## Saved entries
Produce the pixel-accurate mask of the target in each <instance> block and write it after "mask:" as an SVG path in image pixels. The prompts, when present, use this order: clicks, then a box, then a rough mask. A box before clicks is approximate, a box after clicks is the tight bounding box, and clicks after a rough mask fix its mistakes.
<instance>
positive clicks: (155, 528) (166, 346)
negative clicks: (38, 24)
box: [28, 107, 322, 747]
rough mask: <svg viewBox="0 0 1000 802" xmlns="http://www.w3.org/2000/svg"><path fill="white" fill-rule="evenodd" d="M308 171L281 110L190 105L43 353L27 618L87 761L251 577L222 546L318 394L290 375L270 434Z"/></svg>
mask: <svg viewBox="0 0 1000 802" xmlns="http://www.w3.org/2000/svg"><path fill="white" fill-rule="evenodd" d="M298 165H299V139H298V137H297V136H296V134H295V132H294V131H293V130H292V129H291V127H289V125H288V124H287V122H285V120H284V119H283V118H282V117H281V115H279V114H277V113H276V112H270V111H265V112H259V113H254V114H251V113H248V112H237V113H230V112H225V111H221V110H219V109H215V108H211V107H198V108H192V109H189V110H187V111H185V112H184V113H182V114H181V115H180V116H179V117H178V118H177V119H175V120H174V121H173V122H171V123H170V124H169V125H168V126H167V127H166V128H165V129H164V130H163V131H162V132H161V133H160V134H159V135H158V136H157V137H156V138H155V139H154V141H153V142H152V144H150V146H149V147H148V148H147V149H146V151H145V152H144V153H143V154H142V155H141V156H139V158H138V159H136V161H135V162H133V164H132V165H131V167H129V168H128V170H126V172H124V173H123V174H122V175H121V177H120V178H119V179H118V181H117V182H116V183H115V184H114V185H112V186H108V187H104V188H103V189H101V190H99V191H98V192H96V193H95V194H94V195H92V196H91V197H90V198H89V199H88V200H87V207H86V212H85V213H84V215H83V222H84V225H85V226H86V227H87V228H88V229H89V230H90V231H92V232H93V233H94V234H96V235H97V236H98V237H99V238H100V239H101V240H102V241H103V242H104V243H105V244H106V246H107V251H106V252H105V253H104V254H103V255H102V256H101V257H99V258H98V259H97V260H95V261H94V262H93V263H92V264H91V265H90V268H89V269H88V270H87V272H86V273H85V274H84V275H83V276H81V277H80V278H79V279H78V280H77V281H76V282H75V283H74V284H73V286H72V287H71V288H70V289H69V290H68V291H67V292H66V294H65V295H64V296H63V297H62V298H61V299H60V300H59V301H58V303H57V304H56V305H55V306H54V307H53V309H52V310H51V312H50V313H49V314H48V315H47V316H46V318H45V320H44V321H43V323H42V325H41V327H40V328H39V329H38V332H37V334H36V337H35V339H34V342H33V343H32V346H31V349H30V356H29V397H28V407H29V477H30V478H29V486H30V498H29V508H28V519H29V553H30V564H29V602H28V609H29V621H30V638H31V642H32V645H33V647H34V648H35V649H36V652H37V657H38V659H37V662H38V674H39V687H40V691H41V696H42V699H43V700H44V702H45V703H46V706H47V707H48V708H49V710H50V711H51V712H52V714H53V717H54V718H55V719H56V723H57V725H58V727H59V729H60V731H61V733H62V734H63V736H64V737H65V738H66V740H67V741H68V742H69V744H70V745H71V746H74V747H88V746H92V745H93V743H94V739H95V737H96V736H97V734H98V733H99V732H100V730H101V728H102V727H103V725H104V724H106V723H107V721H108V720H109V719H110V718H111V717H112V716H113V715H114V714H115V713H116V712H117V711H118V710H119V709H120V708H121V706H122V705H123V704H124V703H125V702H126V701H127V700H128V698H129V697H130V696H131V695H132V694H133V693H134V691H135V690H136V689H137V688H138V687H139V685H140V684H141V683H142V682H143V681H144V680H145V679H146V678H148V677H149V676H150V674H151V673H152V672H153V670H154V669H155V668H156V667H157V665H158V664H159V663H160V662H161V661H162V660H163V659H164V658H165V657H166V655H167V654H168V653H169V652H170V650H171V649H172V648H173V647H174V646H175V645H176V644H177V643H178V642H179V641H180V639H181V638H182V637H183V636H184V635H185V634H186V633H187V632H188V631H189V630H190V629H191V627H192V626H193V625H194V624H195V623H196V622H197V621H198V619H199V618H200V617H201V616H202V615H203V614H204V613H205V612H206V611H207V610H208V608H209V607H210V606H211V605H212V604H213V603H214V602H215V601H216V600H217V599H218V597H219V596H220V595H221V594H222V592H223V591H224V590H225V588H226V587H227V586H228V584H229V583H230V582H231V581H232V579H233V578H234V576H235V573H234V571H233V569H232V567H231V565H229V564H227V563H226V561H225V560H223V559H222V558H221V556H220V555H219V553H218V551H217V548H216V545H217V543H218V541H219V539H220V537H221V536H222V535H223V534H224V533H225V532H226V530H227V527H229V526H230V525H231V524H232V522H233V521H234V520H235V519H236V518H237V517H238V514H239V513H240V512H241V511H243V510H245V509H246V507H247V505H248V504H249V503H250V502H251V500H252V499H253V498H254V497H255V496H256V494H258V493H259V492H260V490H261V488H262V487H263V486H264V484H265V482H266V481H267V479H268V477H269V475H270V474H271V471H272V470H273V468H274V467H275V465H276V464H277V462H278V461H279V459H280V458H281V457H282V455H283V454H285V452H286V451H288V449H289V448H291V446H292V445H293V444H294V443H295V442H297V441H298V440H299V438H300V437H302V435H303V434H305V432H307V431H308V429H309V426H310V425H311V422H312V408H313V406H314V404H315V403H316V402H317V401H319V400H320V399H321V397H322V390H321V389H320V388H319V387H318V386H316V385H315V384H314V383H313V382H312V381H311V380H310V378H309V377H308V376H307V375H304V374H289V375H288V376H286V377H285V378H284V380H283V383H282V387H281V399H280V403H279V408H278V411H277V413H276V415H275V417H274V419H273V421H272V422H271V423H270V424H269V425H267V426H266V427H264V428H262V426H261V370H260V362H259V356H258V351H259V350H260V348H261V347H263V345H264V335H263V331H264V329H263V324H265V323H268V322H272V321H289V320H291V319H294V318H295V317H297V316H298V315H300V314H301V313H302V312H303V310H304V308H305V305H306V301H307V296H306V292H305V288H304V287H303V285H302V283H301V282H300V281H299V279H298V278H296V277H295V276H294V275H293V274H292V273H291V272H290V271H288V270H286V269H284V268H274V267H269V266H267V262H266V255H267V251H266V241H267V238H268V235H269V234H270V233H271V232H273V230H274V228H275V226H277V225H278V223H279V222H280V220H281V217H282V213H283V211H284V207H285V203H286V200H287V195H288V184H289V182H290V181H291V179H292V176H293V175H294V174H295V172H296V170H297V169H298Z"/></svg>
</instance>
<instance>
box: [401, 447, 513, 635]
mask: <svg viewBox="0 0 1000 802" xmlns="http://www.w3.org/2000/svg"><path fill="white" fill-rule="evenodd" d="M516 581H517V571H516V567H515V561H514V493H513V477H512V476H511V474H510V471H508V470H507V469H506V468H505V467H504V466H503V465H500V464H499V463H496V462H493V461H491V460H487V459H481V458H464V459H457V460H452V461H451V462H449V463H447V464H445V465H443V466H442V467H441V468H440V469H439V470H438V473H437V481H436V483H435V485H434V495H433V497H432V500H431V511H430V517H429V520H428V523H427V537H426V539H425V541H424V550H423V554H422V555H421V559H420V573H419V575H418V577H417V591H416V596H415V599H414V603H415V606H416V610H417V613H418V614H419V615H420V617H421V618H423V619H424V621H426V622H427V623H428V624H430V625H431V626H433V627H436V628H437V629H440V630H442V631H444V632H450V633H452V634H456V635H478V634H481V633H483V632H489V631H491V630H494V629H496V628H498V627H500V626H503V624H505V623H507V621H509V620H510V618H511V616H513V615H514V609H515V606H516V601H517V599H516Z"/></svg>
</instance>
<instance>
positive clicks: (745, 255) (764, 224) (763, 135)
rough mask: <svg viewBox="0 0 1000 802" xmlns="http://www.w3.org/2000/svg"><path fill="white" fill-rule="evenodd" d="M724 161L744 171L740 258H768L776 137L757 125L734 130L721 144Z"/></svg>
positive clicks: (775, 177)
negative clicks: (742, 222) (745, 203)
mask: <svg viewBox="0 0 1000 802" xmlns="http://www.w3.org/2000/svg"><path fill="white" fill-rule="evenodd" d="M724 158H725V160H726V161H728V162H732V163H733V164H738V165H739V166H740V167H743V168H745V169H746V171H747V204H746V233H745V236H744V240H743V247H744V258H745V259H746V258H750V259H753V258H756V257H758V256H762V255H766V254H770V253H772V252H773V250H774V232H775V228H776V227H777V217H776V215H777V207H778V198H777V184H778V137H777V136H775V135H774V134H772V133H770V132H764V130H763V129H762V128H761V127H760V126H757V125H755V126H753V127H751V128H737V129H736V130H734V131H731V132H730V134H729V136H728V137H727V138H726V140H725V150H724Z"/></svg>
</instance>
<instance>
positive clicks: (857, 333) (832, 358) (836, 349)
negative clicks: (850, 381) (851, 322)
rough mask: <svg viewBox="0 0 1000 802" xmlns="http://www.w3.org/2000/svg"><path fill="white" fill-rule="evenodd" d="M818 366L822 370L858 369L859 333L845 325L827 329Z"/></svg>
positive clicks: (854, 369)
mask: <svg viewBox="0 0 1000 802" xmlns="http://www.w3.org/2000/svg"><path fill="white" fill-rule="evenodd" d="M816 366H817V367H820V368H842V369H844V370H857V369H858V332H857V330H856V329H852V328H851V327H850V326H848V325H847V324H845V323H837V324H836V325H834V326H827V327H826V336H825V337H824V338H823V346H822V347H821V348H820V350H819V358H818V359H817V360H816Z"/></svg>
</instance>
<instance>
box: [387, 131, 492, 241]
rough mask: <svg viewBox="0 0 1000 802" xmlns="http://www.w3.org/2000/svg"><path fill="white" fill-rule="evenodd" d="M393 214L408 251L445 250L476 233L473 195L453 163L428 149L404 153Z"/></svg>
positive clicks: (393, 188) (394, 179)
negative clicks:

## EXERCISE OBJECTIVE
Could you set down, word for word, only the lines above from the line with "positive clicks: (155, 528) (166, 346)" to the line with "box: [28, 107, 322, 747]", including both?

## RESPONSE FOR THIS EXERCISE
positive clicks: (155, 528) (166, 346)
negative clicks: (38, 24)
box: [28, 107, 322, 747]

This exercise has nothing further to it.